Request
Format the rows below as a JSON list of strings, starting at the line that contains "Mark the forest" and ending at the last row, with each line as one string and blank lines left out.

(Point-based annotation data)
++++++++++
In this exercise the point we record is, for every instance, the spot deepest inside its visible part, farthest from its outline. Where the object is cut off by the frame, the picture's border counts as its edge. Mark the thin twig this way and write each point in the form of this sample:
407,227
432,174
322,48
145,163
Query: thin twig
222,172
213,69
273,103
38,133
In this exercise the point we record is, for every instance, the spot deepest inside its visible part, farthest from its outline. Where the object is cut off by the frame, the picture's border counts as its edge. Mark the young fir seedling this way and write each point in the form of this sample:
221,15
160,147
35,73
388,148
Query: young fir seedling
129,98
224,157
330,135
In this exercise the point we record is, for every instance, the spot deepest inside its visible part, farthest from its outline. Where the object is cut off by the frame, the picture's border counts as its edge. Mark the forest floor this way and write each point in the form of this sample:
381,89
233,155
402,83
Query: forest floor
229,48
++++++++++
Expected output
[
  "In this exercise the point we record is, for every instance, the spot deepest inside its visible part, farthest from its outline. Where the object is cut off by the frame, the picture's border counts as its edge. Mark the forest floor this way and write each point in the form of this sample:",
  "381,89",
  "233,155",
  "402,83",
  "Query: forest floor",
  "229,48"
]